-- START OF TEXT BLOCK --

In [1]:
%matplotlib inline
import numpy as np
import pandas as pd

import matplotlib.pyplot as plt
import seaborn as sns

from collections import namedtuple, defaultdict

In [2]:
sns.set_context("poster")
sns.set_style("ticks")

In [3]:
DATA_DIR="data/data/"
CLEANED_DIR="data/cleaned/"

Tag = namedtuple("Tag", ["token", "tag"])

def load_sequences(filename, sep="\t", notypes=False):
    tag_count = defaultdict(int)
    sequences = []
    with open(filename) as fp:
        seq = []
        for line in fp:
            line = line.strip()
            if line:
                line = line.split(sep)
                if notypes:
                    line[1] = line[1][0]
                tag_count[line[1]] += 1
                #print line
                seq.append(Tag(*line))
            else:
                sequences.append(seq)
                seq = []
        if seq:
            sequences.append(seq)
    return sequences, tag_count

def write_sequences(sequences, filename, sep="\t", to_bieou=True):
    with open(filename, "wb+") as fp:
        for seq in sequences:
            if to_bieou:
                seq = to_BIEOU(seq)
            for tag in seq:
                print >> fp, sep.join(tag)
            print >> fp, ""                
                
def count_phrases(ptype="movie"):
    phrase_counts = defaultdict(int)
    check_tag = ptype
    for seq in sequences:
        phrase = ""
        for tag in seq:
            if not phrase and tag.tag == "B-%s" % check_tag:
                phrase = tag.token
                continue
            if tag.tag == "I-%s" % check_tag:
                phrase += " %s" % tag.token
                continue
            if phrase:
                phrase_counts[phrase] += 1
                phrase = ""
    return phrase_counts


def phrase_to_BIEOU(phrase):
    l = len(phrase)
    new_phrase = []
    for j, t in enumerate(phrase):
        new_tag = t.tag
        if l == 1:
            new_tag = "U%s" % t.tag[1:]
        elif j == l-1:
            new_tag = "E%s" % t.tag[1:]
        new_phrase.append(Tag(t.token, new_tag))
    return new_phrase

def to_BIEOU(seq, verbose=False):
    # TAGS B I E U O
    phrase = []
    new_seq = []
    for i, tag in enumerate(seq):
        if not phrase and tag.tag[0] == "B":
            phrase.append(tag)

-- END OF TEXT BLOCK --

## REQUIREMENTS
1) Answer these questions about the notebook code:
(a) What style does the code pass to sns.set_style?
(b) What is the default value of the ptype parameter in count_phrases?
(c) What path is assigned to CLEANED_DIR?
2) List every function defined with def in the notebook code.
3) Carry on writing the notebook code from its last line.
The rows play no part in this work.

-- START OF MATERIAL SUPPLIED --

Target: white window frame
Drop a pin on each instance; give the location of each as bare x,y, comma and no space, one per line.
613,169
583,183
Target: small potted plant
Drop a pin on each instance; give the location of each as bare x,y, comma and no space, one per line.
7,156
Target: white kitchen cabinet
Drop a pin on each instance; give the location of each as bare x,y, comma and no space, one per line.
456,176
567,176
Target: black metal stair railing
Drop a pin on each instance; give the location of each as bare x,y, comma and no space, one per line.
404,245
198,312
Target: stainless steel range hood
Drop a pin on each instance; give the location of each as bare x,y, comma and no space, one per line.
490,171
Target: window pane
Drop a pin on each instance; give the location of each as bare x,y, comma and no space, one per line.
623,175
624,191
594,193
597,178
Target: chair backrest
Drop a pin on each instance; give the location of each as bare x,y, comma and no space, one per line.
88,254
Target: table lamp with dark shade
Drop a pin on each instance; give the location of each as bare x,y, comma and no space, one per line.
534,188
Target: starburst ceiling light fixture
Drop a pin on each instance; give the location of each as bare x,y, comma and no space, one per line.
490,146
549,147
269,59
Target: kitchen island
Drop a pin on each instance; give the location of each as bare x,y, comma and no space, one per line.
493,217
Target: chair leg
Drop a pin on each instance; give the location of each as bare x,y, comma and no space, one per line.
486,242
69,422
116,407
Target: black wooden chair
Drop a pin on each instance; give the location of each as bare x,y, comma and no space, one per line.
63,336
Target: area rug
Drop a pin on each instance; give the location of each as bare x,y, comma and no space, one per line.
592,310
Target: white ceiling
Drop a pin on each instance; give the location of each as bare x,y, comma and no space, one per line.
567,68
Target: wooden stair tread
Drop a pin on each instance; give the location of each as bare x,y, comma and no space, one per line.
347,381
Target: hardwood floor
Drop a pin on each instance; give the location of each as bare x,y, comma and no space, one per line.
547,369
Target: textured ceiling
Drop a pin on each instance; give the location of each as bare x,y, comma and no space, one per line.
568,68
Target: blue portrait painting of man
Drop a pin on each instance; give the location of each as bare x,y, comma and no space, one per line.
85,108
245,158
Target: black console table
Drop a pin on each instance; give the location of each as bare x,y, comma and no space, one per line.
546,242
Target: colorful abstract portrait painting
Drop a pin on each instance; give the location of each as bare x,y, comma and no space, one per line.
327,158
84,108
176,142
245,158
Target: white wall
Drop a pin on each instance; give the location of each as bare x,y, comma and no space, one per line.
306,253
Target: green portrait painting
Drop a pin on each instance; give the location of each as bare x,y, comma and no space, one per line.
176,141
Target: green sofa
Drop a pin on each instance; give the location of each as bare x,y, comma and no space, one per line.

-- END OF MATERIAL SUPPLIED --

## EXPECTED RESULTS
1)
(a) "ticks"
(b) "movie"
(c) "data/cleaned/"

2)
load_sequences
write_sequences
count_phrases
phrase_to_BIEOU
to_BIEOU

3)
            continue
        if tag.tag[0] == "I":
            phrase.append(tag)
            continue
        if phrase:
            if verbose:
                print "Editing phrase", phrase
            new_phrase = phrase_to_BIEOU(phrase)
            new_seq.extend(new_phrase)
            phrase = []
        new_seq.append(tag)
    if phrase:
        if verbose:
            print "Editing phrase", phrase
        new_phrase = phrase_to_BIEOU(phrase)
        new_seq.extend(new_phrase)
        phrase = []
    return new_seq

# Clean data

In [4]:
sequences, tag_count = load_sequences("data/data/train", sep="\t")
write_sequences(sequences, "data/cleaned/train.tsv", to_bieou=False)

In [5]:
sequences, tag_count = load_sequences("data/data/dev", sep="\t")
write_sequences(sequences, "data/cleaned/dev.tsv", to_bieou=False)

In [6]:
sequences, tag_count = load_sequences("data/data/dev_2015", sep="\t")
write_sequences(sequences, "data/cleaned/dev_2015.tsv", to_bieou=False)

In [7]:
sequences, tag_count = load_sequences("data/data/test.txt", sep="\t")
write_sequences(sequences, "data/cleaned/test.tsv", to_bieou=False)

In [8]:
sequences, tag_count = load_sequences("data/cleaned/train.tsv", sep="\t")

In [9]:
len(sequences)

2394

In [10]:
sum(len(seq) for seq in sequences)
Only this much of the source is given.